#### Work to complete
Print the data exactly. Pictures stay out.

#### Listed entries
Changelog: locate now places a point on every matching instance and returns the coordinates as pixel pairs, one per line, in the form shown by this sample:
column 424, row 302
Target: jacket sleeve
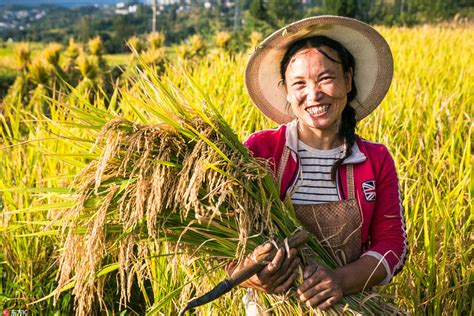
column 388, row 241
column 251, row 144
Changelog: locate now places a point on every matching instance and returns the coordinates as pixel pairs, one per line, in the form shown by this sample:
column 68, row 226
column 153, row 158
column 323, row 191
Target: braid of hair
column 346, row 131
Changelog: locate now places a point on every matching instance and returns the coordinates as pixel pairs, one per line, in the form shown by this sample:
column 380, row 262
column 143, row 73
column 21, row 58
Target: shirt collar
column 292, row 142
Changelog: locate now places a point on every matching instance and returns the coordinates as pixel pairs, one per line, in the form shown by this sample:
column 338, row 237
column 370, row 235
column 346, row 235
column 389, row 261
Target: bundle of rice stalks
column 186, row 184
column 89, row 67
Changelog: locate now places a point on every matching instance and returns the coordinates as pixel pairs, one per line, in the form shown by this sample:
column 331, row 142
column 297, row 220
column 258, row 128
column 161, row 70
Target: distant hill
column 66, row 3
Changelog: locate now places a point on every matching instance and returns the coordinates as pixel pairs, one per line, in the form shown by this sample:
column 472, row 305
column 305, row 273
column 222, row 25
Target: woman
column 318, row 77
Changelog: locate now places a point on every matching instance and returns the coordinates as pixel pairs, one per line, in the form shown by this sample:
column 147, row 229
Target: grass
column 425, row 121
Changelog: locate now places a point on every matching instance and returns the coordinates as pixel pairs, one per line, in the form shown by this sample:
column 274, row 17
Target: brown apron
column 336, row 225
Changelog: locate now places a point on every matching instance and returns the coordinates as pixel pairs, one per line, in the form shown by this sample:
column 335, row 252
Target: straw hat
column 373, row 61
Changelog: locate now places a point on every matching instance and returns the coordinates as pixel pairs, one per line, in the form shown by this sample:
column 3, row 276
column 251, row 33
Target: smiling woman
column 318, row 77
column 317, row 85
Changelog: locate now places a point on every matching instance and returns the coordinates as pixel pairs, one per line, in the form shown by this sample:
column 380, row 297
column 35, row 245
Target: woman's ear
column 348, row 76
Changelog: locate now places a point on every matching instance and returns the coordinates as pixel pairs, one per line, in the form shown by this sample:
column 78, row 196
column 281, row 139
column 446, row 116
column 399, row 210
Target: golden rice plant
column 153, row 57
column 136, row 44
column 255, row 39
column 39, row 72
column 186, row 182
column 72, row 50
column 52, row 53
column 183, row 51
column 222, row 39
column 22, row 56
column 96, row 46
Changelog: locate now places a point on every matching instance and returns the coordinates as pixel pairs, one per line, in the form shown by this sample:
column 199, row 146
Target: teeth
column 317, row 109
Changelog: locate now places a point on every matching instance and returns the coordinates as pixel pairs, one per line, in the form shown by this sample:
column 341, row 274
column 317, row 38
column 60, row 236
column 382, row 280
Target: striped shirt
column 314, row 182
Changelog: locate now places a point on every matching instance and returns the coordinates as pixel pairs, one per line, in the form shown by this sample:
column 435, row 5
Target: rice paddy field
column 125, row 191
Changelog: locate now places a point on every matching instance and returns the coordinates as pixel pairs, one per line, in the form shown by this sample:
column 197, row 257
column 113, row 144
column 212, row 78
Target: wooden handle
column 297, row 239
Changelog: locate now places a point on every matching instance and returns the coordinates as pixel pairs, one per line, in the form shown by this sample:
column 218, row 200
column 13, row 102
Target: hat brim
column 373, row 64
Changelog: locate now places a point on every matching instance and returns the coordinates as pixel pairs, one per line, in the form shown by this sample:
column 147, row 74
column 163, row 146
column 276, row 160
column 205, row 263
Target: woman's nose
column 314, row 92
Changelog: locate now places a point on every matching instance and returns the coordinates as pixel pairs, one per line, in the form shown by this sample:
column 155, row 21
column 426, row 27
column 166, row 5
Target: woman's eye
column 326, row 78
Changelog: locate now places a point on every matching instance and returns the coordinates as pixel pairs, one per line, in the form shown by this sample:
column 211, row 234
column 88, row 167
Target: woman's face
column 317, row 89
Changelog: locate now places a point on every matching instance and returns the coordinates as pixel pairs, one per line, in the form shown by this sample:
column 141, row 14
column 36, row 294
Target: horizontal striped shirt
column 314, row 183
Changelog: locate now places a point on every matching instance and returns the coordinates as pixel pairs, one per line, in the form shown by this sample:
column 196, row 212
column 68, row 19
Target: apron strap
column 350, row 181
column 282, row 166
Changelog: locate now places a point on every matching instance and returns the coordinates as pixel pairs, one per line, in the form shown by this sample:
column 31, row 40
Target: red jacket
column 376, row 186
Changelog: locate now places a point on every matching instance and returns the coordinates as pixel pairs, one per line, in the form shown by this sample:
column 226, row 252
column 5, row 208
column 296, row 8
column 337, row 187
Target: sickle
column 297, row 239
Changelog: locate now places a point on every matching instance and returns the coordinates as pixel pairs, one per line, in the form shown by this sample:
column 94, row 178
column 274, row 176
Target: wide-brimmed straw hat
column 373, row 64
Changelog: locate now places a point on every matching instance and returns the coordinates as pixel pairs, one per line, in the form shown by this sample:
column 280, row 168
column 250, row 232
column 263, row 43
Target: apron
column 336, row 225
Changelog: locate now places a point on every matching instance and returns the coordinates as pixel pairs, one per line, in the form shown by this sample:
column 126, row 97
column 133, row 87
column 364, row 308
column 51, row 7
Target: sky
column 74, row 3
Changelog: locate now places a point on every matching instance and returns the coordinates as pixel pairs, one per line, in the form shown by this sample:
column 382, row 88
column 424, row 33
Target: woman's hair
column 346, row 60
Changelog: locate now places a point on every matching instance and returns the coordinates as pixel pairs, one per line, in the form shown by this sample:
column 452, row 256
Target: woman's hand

#### Output of the task
Changelog: locate now places a point on every matching instance and returns the coordinates as pixel pairs, one per line, in the form shown by this sample:
column 424, row 302
Target: jacket sleeve
column 388, row 241
column 251, row 144
Changelog: locate now places a point on every matching instance and returns the coordinates as pixel pairs, one per line, in the form shown by this sample:
column 68, row 226
column 153, row 158
column 323, row 191
Target: braid of hair
column 346, row 131
Changelog: locate now places a point on every matching instance and returns the coordinates as pixel pairs, one per line, in the form shown by this sample:
column 380, row 262
column 143, row 73
column 21, row 58
Target: shirt collar
column 292, row 142
Changelog: locate now places a point on every matching instance and returns the coordinates as pixel pairs, one per line, in the form shown by this sample:
column 338, row 237
column 370, row 235
column 346, row 235
column 389, row 261
Target: bundle of rice stalks
column 186, row 184
column 89, row 67
Changelog: locate now places a point on every matching instance and returns the coordinates as pixel pairs, one per line, in the form shown by this sample:
column 331, row 142
column 297, row 220
column 258, row 128
column 161, row 70
Target: distant hill
column 66, row 3
Changelog: locate now places a point on every matching instance and returns the coordinates as pixel pairs, one per line, in the form shown by this sample:
column 472, row 305
column 305, row 273
column 222, row 25
Target: woman
column 318, row 77
Changelog: locate now places a point on every matching instance and returns the coordinates as pixel pairs, one per line, in the form shown by this sample:
column 147, row 229
Target: grass
column 425, row 121
Changelog: locate now places a point on every matching instance and returns the coordinates as pixel pairs, one per line, in the form shown by this sample:
column 274, row 17
Target: brown apron
column 336, row 225
Changelog: locate now places a point on every matching instance and returns the coordinates as pixel pairs, one per line, in the form shown by this sample:
column 335, row 252
Target: straw hat
column 373, row 61
Changelog: locate now places a point on every matching instance and returns the coordinates as pixel pairs, one per line, in the form shown by this sample:
column 3, row 276
column 251, row 33
Target: smiling woman
column 318, row 77
column 317, row 85
Changelog: locate now places a point on every matching instance and returns the coordinates as pixel pairs, one per line, in the form shown by this sample:
column 380, row 297
column 35, row 245
Target: woman's ear
column 348, row 76
Changelog: locate now places a point on every matching instance and returns the coordinates as pixel pairs, one per line, in the form shown by this sample:
column 78, row 196
column 281, row 139
column 446, row 116
column 399, row 210
Target: golden rice plant
column 153, row 57
column 136, row 44
column 255, row 39
column 39, row 72
column 186, row 182
column 72, row 50
column 52, row 53
column 183, row 51
column 222, row 39
column 22, row 56
column 96, row 46
Changelog: locate now places a point on every matching instance and returns the coordinates as pixel pairs, one per line, in the form shown by this sample:
column 199, row 146
Target: teeth
column 317, row 109
Changelog: locate now places a point on every matching instance and returns the coordinates as pixel pairs, one per line, in the form shown by this sample:
column 341, row 274
column 317, row 38
column 60, row 236
column 382, row 280
Target: striped shirt
column 314, row 182
Changelog: locate now places a point on every matching instance and returns the coordinates as pixel pairs, one per line, in the form shown by this sample:
column 435, row 5
Target: rice paddy field
column 125, row 191
Changelog: locate now places a point on every matching instance and returns the coordinates as pixel pairs, one per line, in the form shown by this sample:
column 197, row 257
column 113, row 144
column 212, row 78
Target: wooden handle
column 297, row 239
Changelog: locate now places a point on every matching instance and returns the coordinates as pixel pairs, one per line, in the form shown by this sample:
column 218, row 200
column 13, row 102
Target: hat brim
column 373, row 64
Changelog: locate now places a point on every matching instance and returns the coordinates as pixel pairs, one per line, in the form shown by this sample:
column 147, row 74
column 163, row 146
column 276, row 160
column 205, row 263
Target: woman's nose
column 314, row 92
Changelog: locate now places a point on every matching instance and returns the coordinates as pixel pairs, one per line, in the form shown by this sample:
column 155, row 21
column 426, row 27
column 166, row 5
Target: woman's eye
column 326, row 78
Changelog: locate now places a point on every matching instance and returns the coordinates as pixel pairs, one per line, in the form shown by this sample:
column 211, row 234
column 88, row 167
Target: woman's face
column 317, row 89
Changelog: locate now places a point on every matching instance and returns the coordinates as pixel pairs, one per line, in the form shown by this sample:
column 141, row 14
column 36, row 294
Target: horizontal striped shirt
column 314, row 183
Changelog: locate now places a point on every matching instance and returns the coordinates as pixel pairs, one per line, in the form shown by this sample:
column 196, row 212
column 68, row 19
Target: apron strap
column 350, row 181
column 282, row 166
Changelog: locate now places a point on every matching instance and returns the coordinates as pixel pairs, one per line, in the form shown by this sample:
column 31, row 40
Target: red jacket
column 376, row 186
Changelog: locate now places a point on every matching instance and returns the coordinates as pixel pairs, one per line, in the form shown by this sample:
column 226, row 252
column 5, row 208
column 296, row 8
column 337, row 187
Target: sickle
column 297, row 239
Changelog: locate now places a point on every matching instance and returns the coordinates as pixel pairs, one per line, in the form shown by this sample:
column 94, row 178
column 274, row 176
Target: wide-brimmed straw hat
column 373, row 64
Changelog: locate now places a point on every matching instance and returns the coordinates as pixel pairs, one per line, in the form shown by this sample:
column 280, row 168
column 250, row 232
column 263, row 43
Target: apron
column 336, row 225
Changelog: locate now places a point on every matching instance and returns the coordinates as pixel pairs, one per line, in the form shown by this sample:
column 126, row 97
column 133, row 87
column 364, row 308
column 51, row 7
Target: sky
column 74, row 3
Changelog: locate now places a point on every matching instance and returns the coordinates as pixel pairs, one per line, in the form shown by this sample:
column 382, row 88
column 424, row 33
Target: woman's hair
column 346, row 60
Changelog: locate now places a point on every matching instance and returns the coordinates as pixel pairs, one per line, in the form shown by this sample:
column 452, row 256
Target: woman's hand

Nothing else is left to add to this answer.